▶ To do
In the book review below, what is the title of the 1981 paper by Lorraine Code in which the work collected in What Can She Know? began?

----- Page

When it comes to “knowing,” does it matter who does the knowing? Is knowing independent of the knower, and if not, what is it about the knower that affects the knowing? Canadian philosopher Lorraine Code argues persuasively that whether the knower is a man or woman matters so much that understanding why requires a feminist epistemology. That project involves a paradigm shift in epistemology, from valuing autonomy and objectivity (“pure reason”) to valuing interdependence and subjectivity (communal knowledge); from focusing on the relation of a proposition to reality, to focusing on the interrelationship of subject and proposition in creating knowledge/power.

What Can She Know?, a book collecting and synthesizing work begun in Code’s 1981 paper “Is the Sex of the Knower Epistemologically Significant?” Metaphilosophy 1981), is an important step toward articulating the feminist epistemology needed to theorize the interaction of knower and knowing. I suspect the book will be most useful to feminists and to those who already accept postmodern views about the instability of the subject and the constructed nature of reality (as we “know” it). What is characterized as “malestream” philosophy, by far the bulk of what is published and taught about philosophy, is the epistemology against which Code marshals evidence in a complex, nuanced, and deeply engaging argument. Code’s most effective rhetorical aid is her own evenhandedness and clarity in synthesizing a broad array of often-contradictory philosophical positions, from Immanuel Kant to Carol Gilligan, from Aristotle to Sara Ruddick, from Hans Georg Gadamer to Mary Field Belenky.

----------
----- Record set

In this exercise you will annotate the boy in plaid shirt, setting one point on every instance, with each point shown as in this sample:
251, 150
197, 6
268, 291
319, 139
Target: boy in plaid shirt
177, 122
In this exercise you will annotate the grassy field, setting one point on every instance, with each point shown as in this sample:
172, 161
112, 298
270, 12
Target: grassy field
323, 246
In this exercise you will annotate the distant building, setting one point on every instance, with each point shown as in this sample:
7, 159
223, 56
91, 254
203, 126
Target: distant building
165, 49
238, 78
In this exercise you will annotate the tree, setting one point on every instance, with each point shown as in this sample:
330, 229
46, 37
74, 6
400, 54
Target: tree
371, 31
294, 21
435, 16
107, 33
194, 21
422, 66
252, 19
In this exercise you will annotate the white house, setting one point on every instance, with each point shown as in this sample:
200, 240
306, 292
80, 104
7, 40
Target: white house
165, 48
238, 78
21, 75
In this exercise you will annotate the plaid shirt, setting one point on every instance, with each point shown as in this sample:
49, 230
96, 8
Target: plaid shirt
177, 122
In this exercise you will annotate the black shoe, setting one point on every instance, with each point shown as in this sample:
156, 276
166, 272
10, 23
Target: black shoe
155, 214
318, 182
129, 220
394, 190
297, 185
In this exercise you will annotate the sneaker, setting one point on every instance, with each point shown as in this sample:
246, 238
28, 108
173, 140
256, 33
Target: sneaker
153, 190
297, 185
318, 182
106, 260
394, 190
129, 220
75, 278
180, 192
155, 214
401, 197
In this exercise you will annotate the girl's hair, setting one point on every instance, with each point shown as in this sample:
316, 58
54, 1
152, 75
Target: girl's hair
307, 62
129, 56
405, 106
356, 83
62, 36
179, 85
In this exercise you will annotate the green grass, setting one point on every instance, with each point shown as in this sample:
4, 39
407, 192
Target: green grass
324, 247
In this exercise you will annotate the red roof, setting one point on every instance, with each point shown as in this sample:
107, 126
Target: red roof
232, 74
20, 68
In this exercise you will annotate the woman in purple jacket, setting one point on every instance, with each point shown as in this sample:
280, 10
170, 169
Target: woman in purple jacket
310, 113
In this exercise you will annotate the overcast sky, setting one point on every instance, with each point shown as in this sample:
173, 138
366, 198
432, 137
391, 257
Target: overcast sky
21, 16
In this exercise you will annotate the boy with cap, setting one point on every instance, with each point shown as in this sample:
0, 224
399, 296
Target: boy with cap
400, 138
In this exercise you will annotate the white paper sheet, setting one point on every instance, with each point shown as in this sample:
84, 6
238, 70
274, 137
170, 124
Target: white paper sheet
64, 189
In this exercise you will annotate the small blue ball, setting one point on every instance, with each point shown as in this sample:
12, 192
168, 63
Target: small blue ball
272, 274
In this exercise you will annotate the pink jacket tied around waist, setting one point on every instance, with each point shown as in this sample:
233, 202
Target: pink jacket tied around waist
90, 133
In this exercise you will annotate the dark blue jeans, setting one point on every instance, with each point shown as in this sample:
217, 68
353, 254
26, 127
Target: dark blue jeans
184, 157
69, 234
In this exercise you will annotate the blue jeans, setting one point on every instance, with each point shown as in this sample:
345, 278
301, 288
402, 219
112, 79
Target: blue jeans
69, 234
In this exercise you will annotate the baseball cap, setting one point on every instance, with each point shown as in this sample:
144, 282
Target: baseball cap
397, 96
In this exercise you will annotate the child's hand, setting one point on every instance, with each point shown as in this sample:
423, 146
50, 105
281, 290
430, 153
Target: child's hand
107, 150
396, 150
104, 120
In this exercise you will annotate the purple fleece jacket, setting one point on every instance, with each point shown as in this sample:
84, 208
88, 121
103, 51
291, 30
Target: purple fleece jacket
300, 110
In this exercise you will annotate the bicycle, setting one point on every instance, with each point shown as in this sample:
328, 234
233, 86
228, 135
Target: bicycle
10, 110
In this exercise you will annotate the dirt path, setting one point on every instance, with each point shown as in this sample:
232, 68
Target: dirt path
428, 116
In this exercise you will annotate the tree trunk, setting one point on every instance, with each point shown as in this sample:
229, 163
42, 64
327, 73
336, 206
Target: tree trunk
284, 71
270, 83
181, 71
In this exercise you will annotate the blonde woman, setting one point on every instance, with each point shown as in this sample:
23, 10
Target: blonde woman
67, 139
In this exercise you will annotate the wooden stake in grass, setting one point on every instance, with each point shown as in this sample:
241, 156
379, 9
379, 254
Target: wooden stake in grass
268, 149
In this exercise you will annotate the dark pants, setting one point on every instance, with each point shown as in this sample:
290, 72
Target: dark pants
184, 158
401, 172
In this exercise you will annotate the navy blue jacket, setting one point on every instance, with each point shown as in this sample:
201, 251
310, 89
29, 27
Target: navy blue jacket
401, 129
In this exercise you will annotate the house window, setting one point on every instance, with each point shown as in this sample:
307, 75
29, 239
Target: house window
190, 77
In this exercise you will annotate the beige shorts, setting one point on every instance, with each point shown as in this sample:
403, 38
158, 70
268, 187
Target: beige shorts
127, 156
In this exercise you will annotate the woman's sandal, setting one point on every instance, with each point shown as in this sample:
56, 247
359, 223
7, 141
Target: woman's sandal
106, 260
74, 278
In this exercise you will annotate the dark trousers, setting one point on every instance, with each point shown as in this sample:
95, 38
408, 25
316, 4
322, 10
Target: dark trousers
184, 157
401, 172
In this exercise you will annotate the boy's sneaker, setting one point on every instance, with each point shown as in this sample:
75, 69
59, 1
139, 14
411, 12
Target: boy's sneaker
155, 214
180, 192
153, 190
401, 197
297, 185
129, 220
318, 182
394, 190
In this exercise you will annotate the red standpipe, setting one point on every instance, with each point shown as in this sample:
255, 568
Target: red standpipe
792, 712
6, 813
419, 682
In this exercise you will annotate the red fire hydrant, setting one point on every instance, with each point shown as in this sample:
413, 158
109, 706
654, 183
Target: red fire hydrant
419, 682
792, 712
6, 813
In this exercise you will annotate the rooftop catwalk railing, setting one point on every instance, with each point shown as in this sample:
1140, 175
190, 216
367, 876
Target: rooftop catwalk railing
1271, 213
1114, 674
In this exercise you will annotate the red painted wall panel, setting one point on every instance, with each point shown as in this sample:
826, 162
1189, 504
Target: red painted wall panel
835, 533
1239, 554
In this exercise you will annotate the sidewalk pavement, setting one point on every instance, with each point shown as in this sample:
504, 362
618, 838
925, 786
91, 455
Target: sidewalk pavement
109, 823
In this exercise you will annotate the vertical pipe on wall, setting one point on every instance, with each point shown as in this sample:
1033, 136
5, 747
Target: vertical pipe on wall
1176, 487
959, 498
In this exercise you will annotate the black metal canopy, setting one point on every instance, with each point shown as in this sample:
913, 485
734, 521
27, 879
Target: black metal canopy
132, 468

----------

▶ Output of the task
"Is the Sex of the Knower Epistemologically Significant?"